* [What is being asked]: Please copy the government waste text word for word, from "3. The Department" to "for the Afghans.".

Study text START

Monday, January 5, 2015

Government Waste

Heritage Foundation Cites Massive Government Waste

 

The federal government took in $3.02 trillion in total revenue this year, but still managed to run a deficit of $483 billion — and that was the lowest deficit since 2007.

 

The country's national debt is now nearly $18 trillion. Yet the Heritage Foundation had no trouble citing 51 examples of government waste due to mismanagement, corporate welfare, or questionable federal research alone.

 

Here's a dirty dozen of those examples:

 

1. Two federal construction projects to deal with nuclear fuel and waste, which were supposed to cost $4 billion, remain uncompleted and have already cost $7 billion.

 

2. Construction of the Department of Homeland Security headquarters was supposed to be complete by 2003. It remains far from completion and has already cost taxpayers nearly $4.5 billion.

 

3. The Department of the Treasury paid $112 million to a public relations firm to raise public awareness of the new dollar bill's minor design changes.

 

4. The Defense Department spent nearly $500 million on military transport planes for the Afghan Air Force, a project that was scrapped partly because maintenance of the planes was too expensive for the Afghans.

 

5. Medicare Part B spent nearly six times more than Medicare Part D for the same drugs and equipment to treat cancer.

 

6. The U.S. Enrichment Corporation received $60 million from the federal government even though the company announced plans to declare bankruptcy.

 

7. The Defense Department is destroying $1.2 billion worth of ammunition because it does not have a suitable inventory system to track supplies. The military services each use different inventory systems.

 

8. Federal agencies paid almost $50 million to the Department of Commerce's National Technical Information Service for information that is mostly available for free online.

 

9. The Government Accountability Office reports that duplication of federal programs and services costs taxpayers an astounding $45 billion a year.

 

10. According to the Environmental Protection Agency Inspector General, EPA employees used government credit cards to buy $79,000 worth of "prohibited, improper, and erroneous" goods and services, including gym memberships for workers and their families, DVDs, and academic memberships.

Study text END
Excerpted data START

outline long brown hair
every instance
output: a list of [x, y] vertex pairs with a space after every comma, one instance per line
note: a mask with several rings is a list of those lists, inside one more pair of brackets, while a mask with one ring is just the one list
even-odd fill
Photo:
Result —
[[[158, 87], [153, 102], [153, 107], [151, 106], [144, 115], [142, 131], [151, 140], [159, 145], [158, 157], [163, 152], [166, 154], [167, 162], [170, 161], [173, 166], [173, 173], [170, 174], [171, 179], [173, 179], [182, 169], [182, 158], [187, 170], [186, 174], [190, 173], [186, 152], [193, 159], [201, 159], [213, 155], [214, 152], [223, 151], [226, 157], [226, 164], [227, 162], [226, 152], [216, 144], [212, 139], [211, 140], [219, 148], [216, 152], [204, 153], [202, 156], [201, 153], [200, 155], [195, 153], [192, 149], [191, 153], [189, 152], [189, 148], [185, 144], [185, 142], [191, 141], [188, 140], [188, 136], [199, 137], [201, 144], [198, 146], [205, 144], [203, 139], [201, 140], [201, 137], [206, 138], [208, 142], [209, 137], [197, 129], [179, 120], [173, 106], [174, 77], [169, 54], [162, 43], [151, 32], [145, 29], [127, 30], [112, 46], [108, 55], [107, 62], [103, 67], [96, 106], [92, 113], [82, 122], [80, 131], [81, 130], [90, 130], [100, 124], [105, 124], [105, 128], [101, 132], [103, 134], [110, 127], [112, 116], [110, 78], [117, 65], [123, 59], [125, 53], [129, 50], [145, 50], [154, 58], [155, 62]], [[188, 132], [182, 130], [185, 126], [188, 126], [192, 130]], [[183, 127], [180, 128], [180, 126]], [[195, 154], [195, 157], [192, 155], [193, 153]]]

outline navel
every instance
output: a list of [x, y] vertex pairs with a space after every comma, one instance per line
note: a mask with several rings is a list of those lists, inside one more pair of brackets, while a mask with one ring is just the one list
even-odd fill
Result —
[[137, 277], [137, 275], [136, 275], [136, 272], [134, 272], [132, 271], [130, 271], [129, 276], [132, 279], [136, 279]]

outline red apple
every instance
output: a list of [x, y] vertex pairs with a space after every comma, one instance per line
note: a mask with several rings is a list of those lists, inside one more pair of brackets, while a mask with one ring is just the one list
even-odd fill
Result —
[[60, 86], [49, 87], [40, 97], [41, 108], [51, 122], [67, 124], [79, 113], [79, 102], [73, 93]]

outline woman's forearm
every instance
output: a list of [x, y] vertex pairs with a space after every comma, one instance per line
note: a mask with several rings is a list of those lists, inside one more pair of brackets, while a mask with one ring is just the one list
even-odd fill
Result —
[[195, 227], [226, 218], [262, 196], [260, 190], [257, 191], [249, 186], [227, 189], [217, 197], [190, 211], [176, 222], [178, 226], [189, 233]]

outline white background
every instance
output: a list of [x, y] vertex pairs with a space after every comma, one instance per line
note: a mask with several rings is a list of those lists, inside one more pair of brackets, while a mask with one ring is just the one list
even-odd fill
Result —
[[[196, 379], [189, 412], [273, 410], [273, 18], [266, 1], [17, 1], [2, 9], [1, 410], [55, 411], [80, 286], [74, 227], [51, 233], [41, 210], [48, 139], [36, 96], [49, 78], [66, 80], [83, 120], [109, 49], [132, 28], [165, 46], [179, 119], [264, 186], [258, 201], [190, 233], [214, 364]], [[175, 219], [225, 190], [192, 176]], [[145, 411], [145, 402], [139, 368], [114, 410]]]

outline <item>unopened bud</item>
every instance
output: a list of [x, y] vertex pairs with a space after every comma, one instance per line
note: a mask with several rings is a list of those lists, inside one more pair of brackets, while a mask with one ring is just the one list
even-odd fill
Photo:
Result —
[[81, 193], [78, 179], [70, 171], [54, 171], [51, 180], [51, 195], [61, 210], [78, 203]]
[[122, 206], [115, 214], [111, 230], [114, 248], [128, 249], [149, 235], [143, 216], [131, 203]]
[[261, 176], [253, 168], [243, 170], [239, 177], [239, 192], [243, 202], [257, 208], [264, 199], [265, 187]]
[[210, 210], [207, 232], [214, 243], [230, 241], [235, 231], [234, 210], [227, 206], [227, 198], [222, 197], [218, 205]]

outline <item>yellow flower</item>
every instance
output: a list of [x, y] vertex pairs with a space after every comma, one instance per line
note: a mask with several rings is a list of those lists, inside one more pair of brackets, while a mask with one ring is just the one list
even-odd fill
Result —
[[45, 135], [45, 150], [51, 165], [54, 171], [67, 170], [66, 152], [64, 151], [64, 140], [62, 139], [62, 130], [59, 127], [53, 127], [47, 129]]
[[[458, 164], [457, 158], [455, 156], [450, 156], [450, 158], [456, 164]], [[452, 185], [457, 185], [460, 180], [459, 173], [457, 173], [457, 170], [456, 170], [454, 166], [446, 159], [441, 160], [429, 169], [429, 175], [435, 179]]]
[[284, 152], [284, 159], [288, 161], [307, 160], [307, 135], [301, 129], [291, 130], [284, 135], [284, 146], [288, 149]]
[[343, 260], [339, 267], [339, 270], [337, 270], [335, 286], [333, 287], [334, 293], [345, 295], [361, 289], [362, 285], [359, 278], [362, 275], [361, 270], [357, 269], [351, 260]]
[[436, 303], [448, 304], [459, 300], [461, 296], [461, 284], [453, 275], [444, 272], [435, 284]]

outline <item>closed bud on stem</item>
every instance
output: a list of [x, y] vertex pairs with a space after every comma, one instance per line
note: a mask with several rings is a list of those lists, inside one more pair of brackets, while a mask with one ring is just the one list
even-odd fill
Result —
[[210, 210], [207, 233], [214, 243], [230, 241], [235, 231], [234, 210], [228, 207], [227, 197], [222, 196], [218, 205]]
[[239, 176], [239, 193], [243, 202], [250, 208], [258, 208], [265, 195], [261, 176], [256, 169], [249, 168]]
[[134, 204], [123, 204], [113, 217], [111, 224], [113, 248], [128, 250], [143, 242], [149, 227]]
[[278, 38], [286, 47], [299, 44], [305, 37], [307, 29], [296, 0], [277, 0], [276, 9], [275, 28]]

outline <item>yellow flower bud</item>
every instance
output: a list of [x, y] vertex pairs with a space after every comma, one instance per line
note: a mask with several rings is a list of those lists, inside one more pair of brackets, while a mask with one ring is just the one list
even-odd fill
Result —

Excerpted data END

* [Exercise result]:
3. The Department of the Treasury paid $112 million to a public relations firm to raise public awareness of the new dollar bill's minor design changes.

 

4. The Defense Department spent nearly $500 million on military transport planes for the Afghan Air Force, a project that was scrapped partly because maintenance of the planes was too expensive for the Afghans.